* START RECORDS FOR THE TASK *
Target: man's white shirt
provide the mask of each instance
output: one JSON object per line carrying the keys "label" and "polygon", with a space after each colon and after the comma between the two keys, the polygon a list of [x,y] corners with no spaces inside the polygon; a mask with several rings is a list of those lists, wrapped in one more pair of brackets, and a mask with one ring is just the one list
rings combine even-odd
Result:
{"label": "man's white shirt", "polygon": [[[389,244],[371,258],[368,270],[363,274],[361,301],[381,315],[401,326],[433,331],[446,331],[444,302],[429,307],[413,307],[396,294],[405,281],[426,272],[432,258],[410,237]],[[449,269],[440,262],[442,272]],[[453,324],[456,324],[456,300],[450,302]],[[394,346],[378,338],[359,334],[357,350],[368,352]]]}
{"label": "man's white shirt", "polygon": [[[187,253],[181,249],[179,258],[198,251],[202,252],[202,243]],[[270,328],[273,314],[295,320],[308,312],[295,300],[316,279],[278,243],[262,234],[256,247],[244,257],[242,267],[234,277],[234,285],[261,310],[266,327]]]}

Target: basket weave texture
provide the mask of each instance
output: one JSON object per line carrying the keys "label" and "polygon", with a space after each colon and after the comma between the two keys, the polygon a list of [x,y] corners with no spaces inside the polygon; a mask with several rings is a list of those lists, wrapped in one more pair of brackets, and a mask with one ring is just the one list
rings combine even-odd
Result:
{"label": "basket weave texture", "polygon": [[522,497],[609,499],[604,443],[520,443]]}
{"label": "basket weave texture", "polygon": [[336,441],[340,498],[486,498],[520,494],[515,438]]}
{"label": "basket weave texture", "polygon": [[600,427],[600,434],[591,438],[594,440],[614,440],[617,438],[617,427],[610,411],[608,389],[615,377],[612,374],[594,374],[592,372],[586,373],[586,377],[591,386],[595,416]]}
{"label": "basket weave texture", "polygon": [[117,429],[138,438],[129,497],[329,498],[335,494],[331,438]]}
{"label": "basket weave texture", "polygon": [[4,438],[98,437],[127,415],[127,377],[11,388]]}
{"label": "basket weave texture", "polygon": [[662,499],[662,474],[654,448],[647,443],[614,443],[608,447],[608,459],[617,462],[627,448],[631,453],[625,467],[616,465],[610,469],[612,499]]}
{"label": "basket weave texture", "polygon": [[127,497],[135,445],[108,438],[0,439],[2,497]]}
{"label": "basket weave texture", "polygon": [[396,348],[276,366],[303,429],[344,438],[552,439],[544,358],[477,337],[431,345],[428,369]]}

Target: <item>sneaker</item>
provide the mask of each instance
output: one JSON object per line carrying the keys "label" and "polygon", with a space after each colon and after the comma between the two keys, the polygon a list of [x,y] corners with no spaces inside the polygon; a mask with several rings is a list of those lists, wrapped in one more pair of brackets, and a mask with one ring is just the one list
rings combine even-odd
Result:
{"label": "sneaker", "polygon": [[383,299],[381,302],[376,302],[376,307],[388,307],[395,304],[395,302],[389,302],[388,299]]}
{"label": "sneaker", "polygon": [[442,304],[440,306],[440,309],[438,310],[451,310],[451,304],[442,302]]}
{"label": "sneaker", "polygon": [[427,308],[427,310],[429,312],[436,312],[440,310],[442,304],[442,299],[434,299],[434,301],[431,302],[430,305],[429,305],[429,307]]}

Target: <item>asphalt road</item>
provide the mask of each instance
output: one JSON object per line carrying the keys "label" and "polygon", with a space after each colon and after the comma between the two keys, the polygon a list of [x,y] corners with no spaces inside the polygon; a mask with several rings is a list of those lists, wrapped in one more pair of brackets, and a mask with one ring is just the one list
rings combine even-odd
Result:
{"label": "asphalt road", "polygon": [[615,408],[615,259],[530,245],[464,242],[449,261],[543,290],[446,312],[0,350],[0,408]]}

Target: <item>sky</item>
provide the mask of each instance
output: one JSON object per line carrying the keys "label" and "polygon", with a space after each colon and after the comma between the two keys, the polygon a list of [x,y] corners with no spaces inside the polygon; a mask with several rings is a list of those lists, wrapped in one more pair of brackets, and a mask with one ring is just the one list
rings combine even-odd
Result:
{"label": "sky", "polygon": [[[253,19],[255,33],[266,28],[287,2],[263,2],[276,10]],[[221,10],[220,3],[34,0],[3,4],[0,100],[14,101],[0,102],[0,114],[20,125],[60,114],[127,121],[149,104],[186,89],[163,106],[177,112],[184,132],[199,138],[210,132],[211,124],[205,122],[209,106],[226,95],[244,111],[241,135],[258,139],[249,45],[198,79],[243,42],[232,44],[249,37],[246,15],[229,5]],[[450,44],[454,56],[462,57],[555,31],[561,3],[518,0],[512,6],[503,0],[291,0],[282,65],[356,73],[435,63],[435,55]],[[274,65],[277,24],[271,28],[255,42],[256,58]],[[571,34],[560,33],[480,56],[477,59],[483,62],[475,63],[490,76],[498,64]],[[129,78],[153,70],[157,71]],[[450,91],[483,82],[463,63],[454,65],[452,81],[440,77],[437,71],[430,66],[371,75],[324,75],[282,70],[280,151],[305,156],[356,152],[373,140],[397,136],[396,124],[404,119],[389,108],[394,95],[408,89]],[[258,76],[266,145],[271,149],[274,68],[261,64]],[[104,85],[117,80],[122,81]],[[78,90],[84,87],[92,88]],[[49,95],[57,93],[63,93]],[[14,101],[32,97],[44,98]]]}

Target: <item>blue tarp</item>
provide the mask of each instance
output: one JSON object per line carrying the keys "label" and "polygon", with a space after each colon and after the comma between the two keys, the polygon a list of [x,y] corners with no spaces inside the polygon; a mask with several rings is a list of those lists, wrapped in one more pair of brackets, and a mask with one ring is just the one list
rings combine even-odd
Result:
* END RECORDS FOR THE TASK *
* **GIVEN TASK**
Put each line of the entries above into a JSON list of strings, one string per line, skipping blank lines.

* **FINISHED ANSWER**
[
  "Target: man's white shirt",
  "provide the mask of each instance",
  "output: one JSON object per line carrying the keys \"label\" and \"polygon\", with a space after each colon and after the comma between the two keys, the polygon a list of [x,y] corners with no spaces inside the polygon; a mask with several rings is a list of those lists, wrapped in one more pair of brackets, and a mask with one ring is just the one list",
  "rings combine even-odd",
  "Result:",
  "{\"label\": \"man's white shirt\", \"polygon\": [[[389,244],[371,258],[368,270],[363,274],[361,301],[381,315],[401,326],[433,331],[446,331],[444,302],[429,307],[413,307],[396,294],[405,281],[426,272],[432,258],[410,237]],[[449,269],[440,262],[442,272]],[[453,324],[456,324],[456,300],[450,302]],[[394,346],[378,338],[359,334],[357,350],[368,352]]]}",
  "{\"label\": \"man's white shirt\", \"polygon\": [[[187,253],[181,249],[179,258],[198,251],[202,252],[202,243]],[[270,328],[273,314],[295,320],[308,312],[295,300],[316,279],[278,243],[262,234],[256,247],[244,257],[242,267],[234,277],[234,285],[261,310],[266,327]]]}",
  "Target: basket weave texture",
  "provide the mask of each instance",
  "output: one JSON object per line carrying the keys \"label\" and \"polygon\", with a space after each colon and after the comma between the two keys, the polygon a list of [x,y] corners with no spaces inside the polygon; a mask with several rings is a list of those lists, wrapped in one more pair of brackets, and a mask with one ring is just the one list",
  "rings combine even-odd",
  "Result:",
  "{\"label\": \"basket weave texture\", \"polygon\": [[522,497],[609,499],[604,443],[520,443]]}",
  "{\"label\": \"basket weave texture\", \"polygon\": [[336,441],[340,498],[486,498],[520,494],[515,438]]}",
  "{\"label\": \"basket weave texture\", \"polygon\": [[600,427],[600,434],[591,438],[594,440],[614,440],[617,438],[617,427],[610,411],[608,389],[615,377],[612,374],[594,374],[592,372],[586,373],[586,377],[591,386],[595,416]]}",
  "{\"label\": \"basket weave texture\", \"polygon\": [[117,429],[138,438],[129,497],[329,498],[335,494],[331,438]]}",
  "{\"label\": \"basket weave texture\", \"polygon\": [[4,438],[98,437],[127,415],[127,377],[11,388]]}",
  "{\"label\": \"basket weave texture\", \"polygon\": [[662,499],[662,474],[654,448],[647,443],[614,443],[608,447],[608,459],[617,462],[627,448],[631,453],[625,467],[616,465],[610,469],[612,499]]}",
  "{\"label\": \"basket weave texture\", \"polygon\": [[127,497],[135,445],[108,438],[0,439],[2,497]]}",
  "{\"label\": \"basket weave texture\", \"polygon\": [[396,348],[276,366],[303,429],[344,438],[552,439],[544,358],[477,337],[431,345],[428,369]]}",
  "Target: <item>sneaker</item>",
  "provide the mask of each instance",
  "output: one JSON object per line carrying the keys \"label\" and \"polygon\", with a space after each colon and after the comma between the two keys, the polygon a list of [x,y] corners with no spaces inside the polygon; a mask with several rings is a list of those lists, wrapped in one more pair of brackets, and a mask with one ring is just the one list",
  "rings combine even-odd",
  "Result:",
  "{\"label\": \"sneaker\", \"polygon\": [[383,299],[381,302],[376,302],[376,307],[388,307],[395,304],[395,302],[389,302],[388,299]]}",
  "{\"label\": \"sneaker\", \"polygon\": [[442,304],[440,306],[440,309],[438,310],[451,310],[451,304],[442,302]]}",
  "{\"label\": \"sneaker\", \"polygon\": [[427,308],[427,310],[429,312],[436,312],[440,310],[442,304],[442,299],[434,299],[434,301],[431,302],[430,305],[429,305],[429,307]]}",
  "Target: <item>asphalt road</item>",
  "provide the mask of each instance",
  "output: one JSON object per line carrying the keys \"label\" and \"polygon\", with a space after each colon and after the comma between the two keys, the polygon a list of [x,y] corners with no spaces inside the polygon; a mask with several rings is a list of those lists, wrapped in one more pair of brackets, and a mask with one ring is just the one list",
  "rings combine even-odd",
  "Result:",
  "{\"label\": \"asphalt road\", \"polygon\": [[615,408],[615,259],[530,245],[464,242],[449,261],[543,290],[446,312],[0,350],[0,408]]}",
  "Target: <item>sky</item>",
  "provide the mask of each instance",
  "output: one JSON object per line carrying the keys \"label\" and \"polygon\", with a space after each colon and after the comma between the two keys, the polygon a list of [x,y] corners with no spaces inside the polygon; a mask with several rings is a list of those lists, wrapped in one more pair of brackets, and a mask with one ring is just the one list",
  "rings combine even-odd",
  "Result:",
  "{\"label\": \"sky\", \"polygon\": [[[253,19],[255,33],[266,28],[287,2],[263,2],[276,10]],[[221,10],[220,3],[34,0],[3,4],[0,100],[14,101],[0,102],[0,114],[20,125],[60,114],[127,121],[149,104],[186,89],[163,106],[177,112],[184,132],[199,138],[210,132],[211,124],[205,122],[209,106],[226,95],[244,111],[241,135],[258,139],[249,45],[198,79],[243,42],[232,44],[249,37],[246,15],[229,5]],[[450,44],[454,56],[462,57],[555,31],[561,3],[518,0],[512,6],[503,0],[291,0],[282,65],[356,73],[435,63],[435,55]],[[274,65],[277,24],[271,28],[255,42],[256,58]],[[571,34],[560,33],[480,56],[477,59],[483,62],[475,63],[490,76],[498,64]],[[129,78],[153,70],[157,71]],[[450,91],[483,82],[463,63],[454,65],[452,81],[440,77],[437,71],[430,66],[371,75],[324,75],[282,70],[280,151],[305,156],[356,152],[373,140],[397,136],[396,124],[404,119],[389,108],[394,95],[408,89]],[[258,76],[266,145],[271,149],[274,68],[261,64]],[[104,85],[117,80],[122,81]],[[78,90],[84,87],[92,88]],[[49,95],[57,93],[63,93]],[[14,101],[32,97],[44,98]]]}",
  "Target: <item>blue tarp</item>",
  "provide the mask of each instance",
  "output: one JSON object per line carrying the keys \"label\" and \"polygon\", with a space after each colon and after the comma between the two keys, the polygon a list of [x,y] corners with no spaces inside the polygon; a mask with several rings is a list of those lists, wrapped in one more pair of brackets, and a mask with one ring is just the one list",
  "rings combine even-odd",
  "Result:"
]